Text to read start

Understanding Backpropagation for ConvNets

Convolutional Neural Networks or ConvNets are everywhere these days thanks to its extensive application in a wide range of tasks starting from toy examples such as dogs vs cats classifications to much more intricate autonomous cars and likes. In fact, it is also pretty easy to learn the basics of these networks and understand how they outperform fully-connected networks in solving advanced problems. A series of great tutorials are available online which include masterpieces like Andrew Ng’s deeplearning.ai in Coursera, Jeremy Howard’s Fast.ai, Udacity’s Deep Learning nanodegree and of course the famous cs231n by Stanford. In case you are just starting out your journey in the deep learning space, I would highly recommend you check out the above courses.

What I found to be not so trivial however, perhaps even after you are off the ground with a few deep learning models in your pocket, is understanding how backpropagation works for these networks. That being said, I assume that you are fairly familiar with the backpropagation algorithm for shallow neural networks. Again, if you are not so comfortable with the weight updates through gradients in different layers, please check out the above courses. This article by Michael Nielsen goes pretty deep into the underlying math of neural networks in case you are interested.

Text to read end
Records start

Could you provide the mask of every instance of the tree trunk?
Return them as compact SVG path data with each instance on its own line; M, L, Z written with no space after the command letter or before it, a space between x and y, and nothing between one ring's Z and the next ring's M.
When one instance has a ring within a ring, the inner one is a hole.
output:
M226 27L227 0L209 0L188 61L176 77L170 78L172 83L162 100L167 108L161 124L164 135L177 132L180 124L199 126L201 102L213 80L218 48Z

Records end

_Exercise prompt_.
Quote the passage of the backpropagation article above word for word, starting at "Understanding Backpropagation for" and ending at "you check out the above courses.".

_Task result_.
Understanding Backpropagation for ConvNets

Convolutional Neural Networks or ConvNets are everywhere these days thanks to its extensive application in a wide range of tasks starting from toy examples such as dogs vs cats classifications to much more intricate autonomous cars and likes. In fact, it is also pretty easy to learn the basics of these networks and understand how they outperform fully-connected networks in solving advanced problems. A series of great tutorials are available online which include masterpieces like Andrew Ng’s deeplearning.ai in Coursera, Jeremy Howard’s Fast.ai, Udacity’s Deep Learning nanodegree and of course the famous cs231n by Stanford. In case you are just starting out your journey in the deep learning space, I would highly recommend you check out the above courses.